_提示文_
::::::

前回は、「デジタルジャーナリズムフォーラム2016」における、ニューズ・コーポレーション戦略担当上級副社長のラジュ・ナリセティさんと、グーグルのニュース・ソーシャル担当のシニアディレクター、リチャード・ギングラスさんの基調講演について紹介した。
フォーラムでは、より編集部の現場レベルの取り組みについても議論があった。テーマは、テクノロジーとデータを編集部のイノベーションにどう生かすのか、だ。
登壇したのは、ウェブメディア「ヴォックス・コム」共同創業者のメリッサ・ベルさんと、フィナンシャル・タイムズの読者エンゲージメント担当責任者、レニー・カプランさん。司会はスマートニュース執行役員の藤村厚夫さん。
読者はどこにいて、何をどれだけ読んでいるのか? プラットフォームごとの、コンテンツの最適のスタイルとは?
イノベーションを目指して伝統メディアのワシントン・ポストと飛び出したベルさんと、伝統メディア、フィナンシャル・タイムズに参加して1年足らず、内部からのイノベーションに取り組むカプランさん。
その対照的な2人による、最前線の報告だ。
●既存メディアを飛び出す
ベルさんが注目を浴びるようになったのは、ワシントン・ポスト時代の人気ブログ「ウォンクブログ」だ。
現「ヴォックス・コム」編集長のエズラ・クラインさんの個人ブログとして始まり、2013年にはオンライン・ニュース・アソシエーション(ONA)賞を受賞。
ベルさんはジャーナリスト出身ながら、デジタルプラットフォームのディレクターとして、同ブログを支えた。
同ブログの派生サイトとして運営メンバーのディラン・マシューズさんが、ソーシャルメディアでの拡散を目指す新たなバイラルコーナーとして立ち上げた「ノウモア(Know More)」もスマッシュヒットに。

::::::

_記録情報_
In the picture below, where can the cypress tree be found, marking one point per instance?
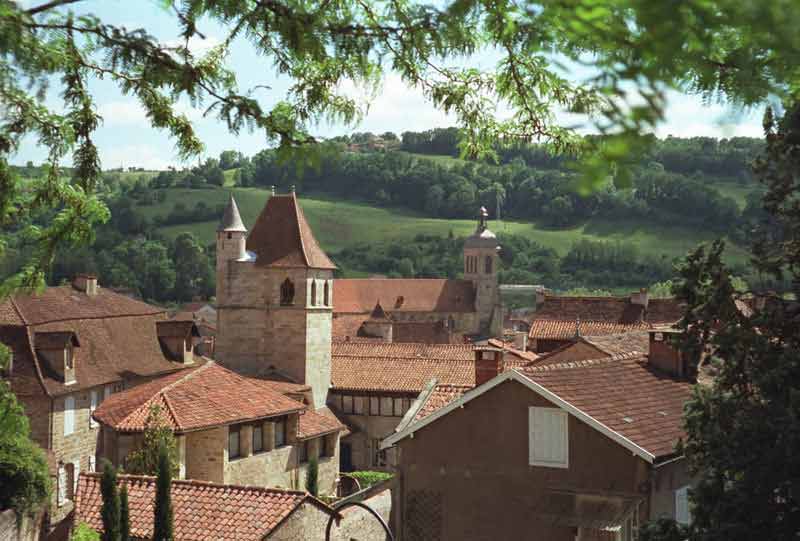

::::::

_作業指示_
提示文では、ベルさんとカプランさんを「対照的な2人」と呼んでいる。そう呼ばれる理由を、文中の記述に基づいて説明せよ。

_解答_
ベルさんはイノベーションを目指して伝統メディアのワシントン・ポストから飛び出した。一方のカプランさんは、伝統メディアのフィナンシャル・タイムズに参加して1年足らずで、内部からのイノベーションに取り組んでいる。伝統メディアの外に出たか、内部にとどまって取り組むかという点で、2人は対照的である。